(Direction A) Could you write out the stretch of the Bellman–Ford text from "Insight: Bellman–Ford succeeds" through "reachable from s."?

+++ Reading text

Insight: Bellman–Ford succeeds because it does not finalize vertices early. The negative edge b→c can improve c even after c was already assigned a tentative value (3 via a). Repeated full-edge relaxations ensure these late improvements propagate.

Negative cycle detection (why distances can be undefined)

Directed graph with source s and edges:

  • s→a (1)
  • a→b (1)
  • b→a (-3)

This creates a cycle a→b→a with total weight 1 + (-3) = -2, reachable from s.

Run the Bellman–Ford logic conceptually to see detection.

  1. Initialize d[s]=0, others ∞.

  2. After relaxing enough times, d[a] and d[b] keep decreasing:

    • s→a sets d[a]=1
    • a→b sets d[b]=2
    • b→a sets d[a]=-1

    Then again:

    • a→b sets d[b]=0
    • b→a sets d[a]=-3

    This can repeat indefinitely, lowering costs without bound.

  3. Bellman–Ford after |V|-1 passes performs one more edge scan.

++++++

(Direction B) Can you change "innermost" to "central" in the stretch of the records from the start through the line containing "Query: white baseboard", keep everything else the same, and give back only those lines?

+++ Data section

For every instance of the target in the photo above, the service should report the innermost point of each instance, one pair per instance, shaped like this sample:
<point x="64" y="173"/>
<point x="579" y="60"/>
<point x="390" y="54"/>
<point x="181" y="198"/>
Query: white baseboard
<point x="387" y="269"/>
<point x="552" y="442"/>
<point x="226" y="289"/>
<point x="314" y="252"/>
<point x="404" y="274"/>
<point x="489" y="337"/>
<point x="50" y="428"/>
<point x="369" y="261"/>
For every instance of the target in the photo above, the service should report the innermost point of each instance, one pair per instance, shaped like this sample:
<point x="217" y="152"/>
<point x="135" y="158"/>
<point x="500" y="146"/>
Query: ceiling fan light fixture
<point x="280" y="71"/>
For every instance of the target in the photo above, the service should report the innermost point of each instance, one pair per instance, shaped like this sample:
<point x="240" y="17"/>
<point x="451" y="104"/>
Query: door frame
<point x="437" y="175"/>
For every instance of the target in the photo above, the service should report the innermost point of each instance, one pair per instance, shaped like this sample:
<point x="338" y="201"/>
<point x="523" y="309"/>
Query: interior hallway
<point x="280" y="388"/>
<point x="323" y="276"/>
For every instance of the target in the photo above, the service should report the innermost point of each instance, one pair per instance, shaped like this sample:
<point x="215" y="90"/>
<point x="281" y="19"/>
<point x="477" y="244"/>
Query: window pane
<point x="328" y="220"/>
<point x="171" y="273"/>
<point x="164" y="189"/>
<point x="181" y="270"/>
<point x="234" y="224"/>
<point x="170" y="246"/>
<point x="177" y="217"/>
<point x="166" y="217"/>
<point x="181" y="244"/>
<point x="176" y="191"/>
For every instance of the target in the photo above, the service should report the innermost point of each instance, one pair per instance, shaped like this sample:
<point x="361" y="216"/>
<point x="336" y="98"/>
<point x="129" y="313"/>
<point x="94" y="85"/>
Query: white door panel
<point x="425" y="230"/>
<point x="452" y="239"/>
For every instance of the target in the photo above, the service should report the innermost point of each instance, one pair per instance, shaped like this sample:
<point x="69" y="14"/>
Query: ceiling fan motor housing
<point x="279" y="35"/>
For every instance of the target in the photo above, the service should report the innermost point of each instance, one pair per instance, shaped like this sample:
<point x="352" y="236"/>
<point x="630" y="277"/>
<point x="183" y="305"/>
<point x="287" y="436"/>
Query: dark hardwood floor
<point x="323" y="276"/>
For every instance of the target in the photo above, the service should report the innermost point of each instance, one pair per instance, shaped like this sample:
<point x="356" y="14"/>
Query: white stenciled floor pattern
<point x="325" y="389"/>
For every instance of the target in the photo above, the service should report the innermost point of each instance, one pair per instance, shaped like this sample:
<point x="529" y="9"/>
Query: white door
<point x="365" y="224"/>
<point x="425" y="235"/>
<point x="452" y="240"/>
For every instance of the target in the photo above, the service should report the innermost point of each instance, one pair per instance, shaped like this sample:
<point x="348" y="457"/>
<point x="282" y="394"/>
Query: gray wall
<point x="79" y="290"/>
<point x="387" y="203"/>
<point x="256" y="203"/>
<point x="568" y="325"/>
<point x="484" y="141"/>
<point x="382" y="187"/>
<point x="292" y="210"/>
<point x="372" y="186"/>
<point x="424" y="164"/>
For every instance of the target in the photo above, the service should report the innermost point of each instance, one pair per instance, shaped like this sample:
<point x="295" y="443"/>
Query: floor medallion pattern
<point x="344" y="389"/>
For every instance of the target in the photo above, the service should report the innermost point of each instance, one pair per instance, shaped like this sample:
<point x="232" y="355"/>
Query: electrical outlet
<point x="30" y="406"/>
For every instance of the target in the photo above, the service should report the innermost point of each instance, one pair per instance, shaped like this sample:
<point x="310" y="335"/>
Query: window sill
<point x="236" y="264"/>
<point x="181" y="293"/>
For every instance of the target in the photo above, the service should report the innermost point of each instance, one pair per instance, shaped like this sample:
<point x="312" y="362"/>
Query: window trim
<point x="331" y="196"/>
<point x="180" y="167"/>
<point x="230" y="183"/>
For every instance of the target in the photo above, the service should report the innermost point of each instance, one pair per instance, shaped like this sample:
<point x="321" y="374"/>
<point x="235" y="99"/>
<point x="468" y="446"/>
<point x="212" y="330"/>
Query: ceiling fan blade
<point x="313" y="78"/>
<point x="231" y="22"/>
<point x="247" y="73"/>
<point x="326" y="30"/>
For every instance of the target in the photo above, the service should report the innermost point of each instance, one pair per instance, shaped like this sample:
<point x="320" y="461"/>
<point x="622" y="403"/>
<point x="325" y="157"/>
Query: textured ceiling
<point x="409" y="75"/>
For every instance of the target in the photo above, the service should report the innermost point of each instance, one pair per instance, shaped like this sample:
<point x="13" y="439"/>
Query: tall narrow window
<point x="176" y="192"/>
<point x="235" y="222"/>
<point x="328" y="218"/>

++++++

(Response A)
Insight: Bellman–Ford succeeds because it does not finalize vertices early. The negative edge b→c can improve c even after c was already assigned a tentative value (3 via a). Repeated full-edge relaxations ensure these late improvements propagate.

Negative cycle detection (why distances can be undefined)

Directed graph with source s and edges:

  • s→a (1)
  • a→b (1)
  • b→a (-3)

This creates a cycle a→b→a with total weight 1 + (-3) = -2, reachable from s.

(Response B)
For every instance of the target in the photo above, the service should report the central point of each instance, one pair per instance, shaped like this sample:
<point x="64" y="173"/>
<point x="579" y="60"/>
<point x="390" y="54"/>
<point x="181" y="198"/>
Query: white baseboard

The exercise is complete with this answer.